> _Texto extraído_
Del lado primitivo, la película apuesta por desarmar a un comediante famoso por sus monólogos y sumergirlo en una caldera de comicidad física: Berto Romero se pasa la película haciendo el saltimbanqui, enfundado en un traje de captura de movimiento, prolongando hasta el infinito aquel maravilloso gag que perpetró Ben Stiller en la gala de los premios Oscar de 2006 –donde interactuaba con unos efectos digitales que no estaba ahí–, o recogiendo los ecos lunáticos del trabajo de Maria Bamford en la serie Lady Dynamite (otra comediante de stand up afín al humor físico). Luego, del lado posmoderno, la película invoca con convicción un cierto desconcierto contemporáneo: si Mi loco Erasmus, del propio Padial, un antecedente directo de su nuevo film, se perdía voluntariamente en la cara (a)social de la era digital, Algo muy gordo se estampa contra la vertiente “artística” de la revolución pixelada: desde el rodaje de una película plagada de efectos especiales invisibles, Padial se pregunta qué demonios hacer, cómo filmar, para qué.

> _Qué entregar_
Vuelve a escribir completo el texto extraído, sin alterar una sola palabra ni signo. Lo que sigue es material aparte, sin relación con el texto.

> _Filas_
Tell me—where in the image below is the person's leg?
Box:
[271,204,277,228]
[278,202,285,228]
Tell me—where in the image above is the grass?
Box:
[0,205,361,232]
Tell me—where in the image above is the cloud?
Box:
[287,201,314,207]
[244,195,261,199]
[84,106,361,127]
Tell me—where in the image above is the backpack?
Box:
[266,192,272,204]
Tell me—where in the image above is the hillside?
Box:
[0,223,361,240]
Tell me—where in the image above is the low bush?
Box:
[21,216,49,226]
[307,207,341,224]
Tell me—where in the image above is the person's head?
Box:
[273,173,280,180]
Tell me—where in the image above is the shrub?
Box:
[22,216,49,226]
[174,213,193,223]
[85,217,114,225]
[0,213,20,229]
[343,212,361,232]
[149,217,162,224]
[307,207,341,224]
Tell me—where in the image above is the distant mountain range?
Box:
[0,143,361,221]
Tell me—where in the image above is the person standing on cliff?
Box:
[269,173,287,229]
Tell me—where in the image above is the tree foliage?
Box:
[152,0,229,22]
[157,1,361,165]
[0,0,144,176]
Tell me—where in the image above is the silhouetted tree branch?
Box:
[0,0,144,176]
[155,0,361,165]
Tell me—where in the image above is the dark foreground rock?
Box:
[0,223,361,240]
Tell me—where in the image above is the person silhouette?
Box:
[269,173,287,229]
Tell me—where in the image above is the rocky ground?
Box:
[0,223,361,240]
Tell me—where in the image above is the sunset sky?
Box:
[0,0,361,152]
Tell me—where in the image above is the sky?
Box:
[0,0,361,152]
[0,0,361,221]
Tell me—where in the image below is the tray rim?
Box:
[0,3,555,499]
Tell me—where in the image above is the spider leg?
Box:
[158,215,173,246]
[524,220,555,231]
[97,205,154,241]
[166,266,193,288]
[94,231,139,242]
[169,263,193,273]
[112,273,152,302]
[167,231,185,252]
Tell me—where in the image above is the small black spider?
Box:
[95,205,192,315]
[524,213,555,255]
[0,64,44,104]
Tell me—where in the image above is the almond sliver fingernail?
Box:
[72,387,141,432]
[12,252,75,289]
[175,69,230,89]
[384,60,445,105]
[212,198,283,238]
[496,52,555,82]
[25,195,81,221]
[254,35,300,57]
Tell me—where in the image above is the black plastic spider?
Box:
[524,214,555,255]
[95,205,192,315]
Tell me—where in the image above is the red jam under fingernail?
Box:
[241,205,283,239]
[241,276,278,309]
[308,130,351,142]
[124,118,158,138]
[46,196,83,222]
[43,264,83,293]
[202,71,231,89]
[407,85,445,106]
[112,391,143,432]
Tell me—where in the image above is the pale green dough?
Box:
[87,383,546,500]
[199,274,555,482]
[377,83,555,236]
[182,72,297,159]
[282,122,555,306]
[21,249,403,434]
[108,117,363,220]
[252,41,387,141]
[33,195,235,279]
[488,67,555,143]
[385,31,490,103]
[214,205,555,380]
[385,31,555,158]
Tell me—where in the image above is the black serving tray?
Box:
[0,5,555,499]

> _Respuesta_
Del lado primitivo, la película apuesta por desarmar a un comediante famoso por sus monólogos y sumergirlo en una caldera de comicidad física: Berto Romero se pasa la película haciendo el saltimbanqui, enfundado en un traje de captura de movimiento, prolongando hasta el infinito aquel maravilloso gag que perpetró Ben Stiller en la gala de los premios Oscar de 2006 –donde interactuaba con unos efectos digitales que no estaba ahí–, o recogiendo los ecos lunáticos del trabajo de Maria Bamford en la serie Lady Dynamite (otra comediante de stand up afín al humor físico). Luego, del lado posmoderno, la película invoca con convicción un cierto desconcierto contemporáneo: si Mi loco Erasmus, del propio Padial, un antecedente directo de su nuevo film, se perdía voluntariamente en la cara (a)social de la era digital, Algo muy gordo se estampa contra la vertiente “artística” de la revolución pixelada: desde el rodaje de una película plagada de efectos especiales invisibles, Padial se pregunta qué demonios hacer, cómo filmar, para qué.